Directions for this task
Transcribe all the material exactly. Leave every line as it is.

═══ Data records

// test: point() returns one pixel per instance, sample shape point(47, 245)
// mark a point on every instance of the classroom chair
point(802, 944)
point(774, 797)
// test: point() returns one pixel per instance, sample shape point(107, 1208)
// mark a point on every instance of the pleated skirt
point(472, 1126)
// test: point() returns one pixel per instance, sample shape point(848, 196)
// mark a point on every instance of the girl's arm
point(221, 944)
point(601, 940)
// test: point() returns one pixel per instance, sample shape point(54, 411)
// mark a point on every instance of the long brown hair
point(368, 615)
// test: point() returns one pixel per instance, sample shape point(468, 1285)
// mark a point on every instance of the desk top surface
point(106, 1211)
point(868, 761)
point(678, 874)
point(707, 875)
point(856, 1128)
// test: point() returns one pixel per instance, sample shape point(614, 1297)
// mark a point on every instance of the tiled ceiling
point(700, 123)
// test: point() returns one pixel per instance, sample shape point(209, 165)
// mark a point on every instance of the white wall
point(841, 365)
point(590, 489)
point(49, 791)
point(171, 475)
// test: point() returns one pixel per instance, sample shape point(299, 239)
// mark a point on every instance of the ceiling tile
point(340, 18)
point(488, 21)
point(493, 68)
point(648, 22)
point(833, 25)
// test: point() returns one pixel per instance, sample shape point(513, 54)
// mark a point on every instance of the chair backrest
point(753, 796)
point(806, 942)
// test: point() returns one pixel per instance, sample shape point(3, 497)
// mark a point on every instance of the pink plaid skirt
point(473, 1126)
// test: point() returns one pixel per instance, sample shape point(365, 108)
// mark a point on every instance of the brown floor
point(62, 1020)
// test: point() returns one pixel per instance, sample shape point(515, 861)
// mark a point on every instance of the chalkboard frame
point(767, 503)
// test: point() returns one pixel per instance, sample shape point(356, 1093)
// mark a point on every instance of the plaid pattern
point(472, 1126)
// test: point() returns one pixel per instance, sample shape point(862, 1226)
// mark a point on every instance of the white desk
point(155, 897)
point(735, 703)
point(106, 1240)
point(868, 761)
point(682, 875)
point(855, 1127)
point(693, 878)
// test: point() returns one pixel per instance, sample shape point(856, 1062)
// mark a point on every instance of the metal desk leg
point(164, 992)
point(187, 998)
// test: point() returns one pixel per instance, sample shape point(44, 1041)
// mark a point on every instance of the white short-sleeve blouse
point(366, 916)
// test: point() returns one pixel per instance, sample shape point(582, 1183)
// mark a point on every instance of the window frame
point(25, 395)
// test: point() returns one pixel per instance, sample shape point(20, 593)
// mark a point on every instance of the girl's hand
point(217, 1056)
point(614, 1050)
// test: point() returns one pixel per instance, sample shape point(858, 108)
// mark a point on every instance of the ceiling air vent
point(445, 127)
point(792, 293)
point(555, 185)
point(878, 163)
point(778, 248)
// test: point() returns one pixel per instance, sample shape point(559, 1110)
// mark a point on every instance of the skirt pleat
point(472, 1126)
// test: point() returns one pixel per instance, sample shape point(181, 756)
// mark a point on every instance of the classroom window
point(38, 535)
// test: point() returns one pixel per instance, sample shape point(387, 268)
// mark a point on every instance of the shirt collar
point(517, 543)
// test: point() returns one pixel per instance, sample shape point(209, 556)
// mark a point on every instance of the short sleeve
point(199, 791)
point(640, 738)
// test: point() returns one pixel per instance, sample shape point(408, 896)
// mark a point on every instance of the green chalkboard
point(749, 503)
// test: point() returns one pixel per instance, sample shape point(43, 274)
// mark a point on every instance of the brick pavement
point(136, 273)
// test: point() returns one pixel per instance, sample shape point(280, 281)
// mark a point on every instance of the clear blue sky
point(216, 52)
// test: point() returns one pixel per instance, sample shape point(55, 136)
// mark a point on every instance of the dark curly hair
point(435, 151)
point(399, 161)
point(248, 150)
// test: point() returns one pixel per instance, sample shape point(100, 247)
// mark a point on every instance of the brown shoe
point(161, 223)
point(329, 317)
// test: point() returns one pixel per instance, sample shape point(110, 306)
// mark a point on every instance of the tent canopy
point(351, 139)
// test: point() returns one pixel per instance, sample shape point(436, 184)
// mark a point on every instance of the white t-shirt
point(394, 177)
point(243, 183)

══════

Written solution
// test: point() returns one pixel per instance, sample shape point(47, 245)
// mark a point on every instance of the classroom chair
point(802, 944)
point(774, 797)
// test: point() returns one pixel per instance, sample shape point(107, 1208)
// mark a point on every instance of the pleated skirt
point(472, 1126)
// test: point() returns one pixel per instance, sample shape point(848, 196)
// mark a point on every instance of the girl's arm
point(221, 944)
point(601, 940)
// test: point() returns one pixel per instance, sample shape point(54, 411)
// mark a point on every instance of the long brown hair
point(368, 615)
// test: point() returns one pixel per instance, sample shape point(468, 1285)
// mark a point on every instance of the desk top surface
point(106, 1211)
point(868, 761)
point(678, 874)
point(707, 875)
point(856, 1128)
// test: point() returns one pixel per instance, sample shape point(614, 1297)
// mark a point on every instance of the tiled ceiling
point(700, 123)
// test: point() returns one pixel per instance, sample shape point(209, 165)
// mark a point on every instance of the white wall
point(841, 365)
point(590, 489)
point(49, 791)
point(171, 475)
// test: point() returns one pixel per instance, sample shape point(299, 239)
// mark a point on every instance of the ceiling tile
point(340, 18)
point(488, 21)
point(493, 68)
point(648, 22)
point(833, 25)
// test: point() returns one pixel per instance, sample shape point(513, 54)
// mark a point on every instance of the chair backrest
point(753, 796)
point(806, 942)
// test: point() returns one pixel per instance, sample shape point(3, 497)
// mark a point on every instance of the pink plaid skirt
point(473, 1126)
// test: point() returns one pixel per instance, sample shape point(365, 108)
// mark a point on every instance of the brown floor
point(62, 1020)
// test: point() returns one pixel per instance, sample shape point(515, 861)
// mark a point on every instance of the chalkboard frame
point(767, 503)
// test: point() returns one pixel per instance, sample shape point(356, 1093)
// mark a point on every instance of the plaid pattern
point(472, 1126)
// test: point() returns one pixel per instance, sample shape point(862, 1226)
// mark a point on every instance of the white desk
point(155, 897)
point(735, 703)
point(106, 1240)
point(868, 761)
point(682, 875)
point(855, 1127)
point(693, 878)
// test: point() returns one pixel per instance, sample shape point(856, 1062)
// mark a point on every instance of the metal desk leg
point(164, 992)
point(187, 998)
// test: point() returns one pixel per instance, sample shape point(44, 1041)
// mark a point on every instance of the white short-sleeve blouse
point(366, 916)
// test: point() returns one pixel per instance, sample shape point(582, 1183)
// mark a point on every instance of the window frame
point(25, 395)
// test: point() returns one pixel per instance, sample shape point(20, 593)
// mark a point on every instance of the girl's hand
point(217, 1056)
point(614, 1050)
// test: point() returns one pixel per instance, sample shape point(858, 108)
// mark a point on every instance of the ceiling air vent
point(445, 127)
point(792, 293)
point(555, 185)
point(878, 163)
point(778, 248)
// test: point() returns one pixel per instance, sample shape point(559, 1110)
// mark a point on every instance of the skirt pleat
point(472, 1126)
// test: point() returns one pixel per instance, sample shape point(181, 756)
// mark a point on every instance of the classroom window
point(38, 535)
// test: point() returns one pixel per instance, sample shape point(387, 268)
// mark a point on every instance of the shirt collar
point(517, 543)
// test: point() returns one pixel per instance, sample shape point(209, 556)
// mark a point on every instance of the short sleeve
point(199, 791)
point(640, 738)
// test: point() returns one pixel per instance, sample shape point(408, 896)
// mark a point on every instance of the green chalkboard
point(749, 503)
// test: point() returns one pixel per instance, sample shape point(43, 274)
// mark a point on every instance of the brick pavement
point(136, 273)
// test: point() returns one pixel per instance, sample shape point(280, 281)
// mark a point on every instance of the clear blue sky
point(216, 52)
// test: point() returns one pixel per instance, sample shape point(55, 136)
// mark a point on every instance of the dark curly hair
point(435, 151)
point(399, 161)
point(248, 150)
// test: point() returns one pixel per instance, sample shape point(100, 247)
// mark a point on every instance of the brown shoe
point(161, 223)
point(329, 317)
// test: point() returns one pixel per instance, sample shape point(110, 306)
// mark a point on every instance of the tent canopy
point(351, 139)
// test: point() returns one pixel per instance, sample shape point(436, 184)
// mark a point on every instance of the white t-shirt
point(394, 177)
point(243, 183)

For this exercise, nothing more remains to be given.